▶ **原文**
• • •

公益財団法人日本国際フォーラム

はじめに

海洋及び沿岸域の持続可能な利用と社会、経済の発展を両立させる「ブルーエコノミー」が国際的な対話でも取り上げられる機会が増えている。もともと、陸域で生まれたグリーンエコノミーに対し、海洋に囲まれた島嶼国から海洋の重要性をハイライトするために作られた言葉、概念がブルーエコノミーである。持続可能な開発目標(SDG14)にも、この目標が反映されている(ターゲット14₋7)。

最近の研究から、ブルーエコノミーの実現には、生物物理学的資源(あるいは自然、社会インフラと読み替えることもできる)の「利用可能性」と、それを人類の福祉の向上に繋げるために必要な社会的公平性、環境の持続可能性、経済的な実行可能性という「実現条件」の両者を満たす必要があると整理されている[1]。「利用可能性」を高め、「実現条件」に係る課題を解決するためには、海洋問題を重要施策に据える分野横断的な変革が求められている。国際的には、日本をはじめ17か国が参加する持続可能な海洋経済構築に向けたハイレベル・パネル(略称、海洋パネル)[2]において、ブルーエコノミーの実現に向けビジョン策定、行動促進を提言している。

• • •

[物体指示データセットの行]

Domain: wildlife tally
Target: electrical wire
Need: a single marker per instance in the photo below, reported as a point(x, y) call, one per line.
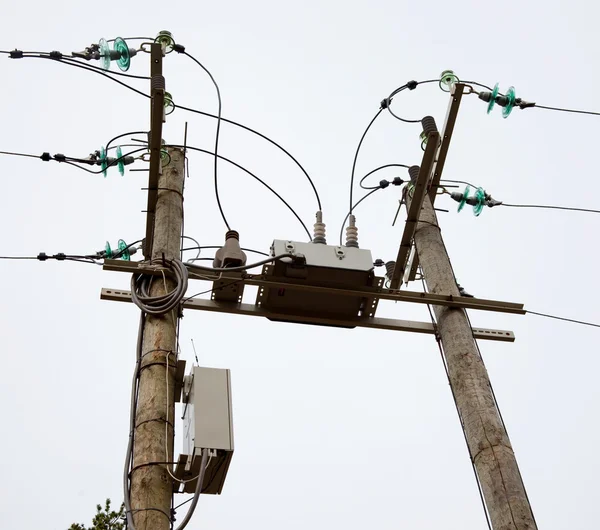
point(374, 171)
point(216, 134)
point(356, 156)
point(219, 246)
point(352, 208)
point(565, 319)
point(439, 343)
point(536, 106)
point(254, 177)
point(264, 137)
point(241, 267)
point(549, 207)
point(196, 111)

• • •

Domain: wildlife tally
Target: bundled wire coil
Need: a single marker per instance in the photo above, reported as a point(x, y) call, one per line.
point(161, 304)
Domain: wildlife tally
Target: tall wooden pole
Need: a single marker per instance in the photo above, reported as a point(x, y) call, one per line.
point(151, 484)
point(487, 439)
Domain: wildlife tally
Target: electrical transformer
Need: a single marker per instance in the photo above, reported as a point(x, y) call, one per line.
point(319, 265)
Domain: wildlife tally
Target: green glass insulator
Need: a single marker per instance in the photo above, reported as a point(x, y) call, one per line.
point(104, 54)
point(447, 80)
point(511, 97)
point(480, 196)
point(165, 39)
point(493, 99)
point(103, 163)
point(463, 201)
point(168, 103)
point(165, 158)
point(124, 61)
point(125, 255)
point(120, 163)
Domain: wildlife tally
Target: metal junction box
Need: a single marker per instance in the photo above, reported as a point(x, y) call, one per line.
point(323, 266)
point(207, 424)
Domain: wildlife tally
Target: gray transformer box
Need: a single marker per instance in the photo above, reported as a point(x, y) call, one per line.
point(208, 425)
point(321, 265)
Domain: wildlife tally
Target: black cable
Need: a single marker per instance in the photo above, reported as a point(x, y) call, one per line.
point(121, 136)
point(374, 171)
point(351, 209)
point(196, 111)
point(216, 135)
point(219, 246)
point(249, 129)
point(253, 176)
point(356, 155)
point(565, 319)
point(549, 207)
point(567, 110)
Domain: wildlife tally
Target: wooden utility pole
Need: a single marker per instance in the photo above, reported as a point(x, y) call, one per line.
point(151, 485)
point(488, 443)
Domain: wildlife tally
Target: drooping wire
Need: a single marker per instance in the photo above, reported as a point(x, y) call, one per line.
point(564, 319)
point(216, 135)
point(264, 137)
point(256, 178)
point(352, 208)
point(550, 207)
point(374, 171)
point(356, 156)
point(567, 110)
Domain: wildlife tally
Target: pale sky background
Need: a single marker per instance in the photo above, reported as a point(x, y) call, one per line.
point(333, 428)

• • •

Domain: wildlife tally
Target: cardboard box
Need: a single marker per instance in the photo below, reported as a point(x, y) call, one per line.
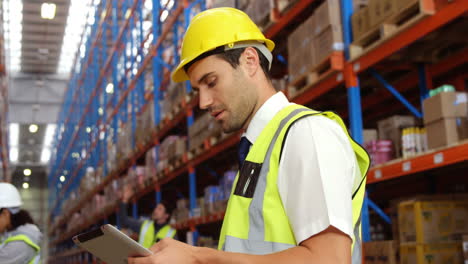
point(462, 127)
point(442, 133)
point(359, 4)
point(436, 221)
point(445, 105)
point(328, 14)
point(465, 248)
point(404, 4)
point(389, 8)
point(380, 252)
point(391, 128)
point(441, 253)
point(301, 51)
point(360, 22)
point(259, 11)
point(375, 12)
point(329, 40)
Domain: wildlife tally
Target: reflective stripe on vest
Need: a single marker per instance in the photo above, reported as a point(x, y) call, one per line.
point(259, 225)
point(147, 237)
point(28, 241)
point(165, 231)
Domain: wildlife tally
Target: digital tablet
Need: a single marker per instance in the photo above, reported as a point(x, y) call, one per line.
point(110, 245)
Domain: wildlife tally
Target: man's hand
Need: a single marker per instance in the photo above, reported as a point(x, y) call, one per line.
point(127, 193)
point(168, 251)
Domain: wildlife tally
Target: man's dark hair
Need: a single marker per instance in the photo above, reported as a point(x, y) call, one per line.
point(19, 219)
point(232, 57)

• • •

▶ **課題**
ブルーエコノミーを扱った原文のうち、「公益財団法人日本国際フォーラム」から「定、行動促進を提言している。」までを一字も変えずに書き写して返すこと。

▶ **出力結果**
公益財団法人日本国際フォーラム

はじめに

海洋及び沿岸域の持続可能な利用と社会、経済の発展を両立させる「ブルーエコノミー」が国際的な対話でも取り上げられる機会が増えている。もともと、陸域で生まれたグリーンエコノミーに対し、海洋に囲まれた島嶼国から海洋の重要性をハイライトするために作られた言葉、概念がブルーエコノミーである。持続可能な開発目標(SDG14)にも、この目標が反映されている(ターゲット14₋7)。

最近の研究から、ブルーエコノミーの実現には、生物物理学的資源(あるいは自然、社会インフラと読み替えることもできる)の「利用可能性」と、それを人類の福祉の向上に繋げるために必要な社会的公平性、環境の持続可能性、経済的な実行可能性という「実現条件」の両者を満たす必要があると整理されている[1]。「利用可能性」を高め、「実現条件」に係る課題を解決するためには、海洋問題を重要施策に据える分野横断的な変革が求められている。国際的には、日本をはじめ17か国が参加する持続可能な海洋経済構築に向けたハイレベル・パネル(略称、海洋パネル)[2]において、ブルーエコノミーの実現に向けビジョン策定、行動促進を提言している。